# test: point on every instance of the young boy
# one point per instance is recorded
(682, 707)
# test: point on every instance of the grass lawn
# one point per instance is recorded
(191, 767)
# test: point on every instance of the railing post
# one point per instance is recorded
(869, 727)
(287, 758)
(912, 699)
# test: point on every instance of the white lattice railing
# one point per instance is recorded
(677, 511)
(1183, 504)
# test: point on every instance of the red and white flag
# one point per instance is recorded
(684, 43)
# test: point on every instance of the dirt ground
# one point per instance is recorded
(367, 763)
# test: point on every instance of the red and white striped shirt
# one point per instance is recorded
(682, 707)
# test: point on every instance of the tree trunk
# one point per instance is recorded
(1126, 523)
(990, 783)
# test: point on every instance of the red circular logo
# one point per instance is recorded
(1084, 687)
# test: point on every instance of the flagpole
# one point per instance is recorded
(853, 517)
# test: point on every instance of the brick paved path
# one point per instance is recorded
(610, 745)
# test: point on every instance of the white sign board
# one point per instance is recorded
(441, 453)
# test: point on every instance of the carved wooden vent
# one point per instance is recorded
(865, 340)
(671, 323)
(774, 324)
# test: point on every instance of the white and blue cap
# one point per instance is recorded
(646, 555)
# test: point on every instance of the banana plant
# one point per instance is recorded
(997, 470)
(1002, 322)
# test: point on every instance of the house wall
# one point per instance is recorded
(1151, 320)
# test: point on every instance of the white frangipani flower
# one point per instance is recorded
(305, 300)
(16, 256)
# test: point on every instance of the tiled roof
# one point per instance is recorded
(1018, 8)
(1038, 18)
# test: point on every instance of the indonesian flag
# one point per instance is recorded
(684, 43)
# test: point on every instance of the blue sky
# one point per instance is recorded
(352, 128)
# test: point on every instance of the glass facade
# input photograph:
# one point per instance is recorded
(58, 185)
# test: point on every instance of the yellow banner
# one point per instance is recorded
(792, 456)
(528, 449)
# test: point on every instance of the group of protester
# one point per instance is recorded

- **Directive**
Please repeat the entries between the line holding "# test: point on every instance of the carved" and the line holding "(1151, 320)", inclusive, with every character unchanged.

- **Solution to the exercise**
# test: point on every instance of the carved wooden vent
# one point per instance is recorded
(865, 340)
(671, 323)
(774, 324)
# test: point on every instance of the white and blue cap
# one point per instance is recorded
(646, 555)
# test: point on every instance of the banana plant
# one point per instance is recorded
(997, 470)
(1002, 322)
# test: point on every instance of the house wall
# one point per instance is recorded
(1151, 320)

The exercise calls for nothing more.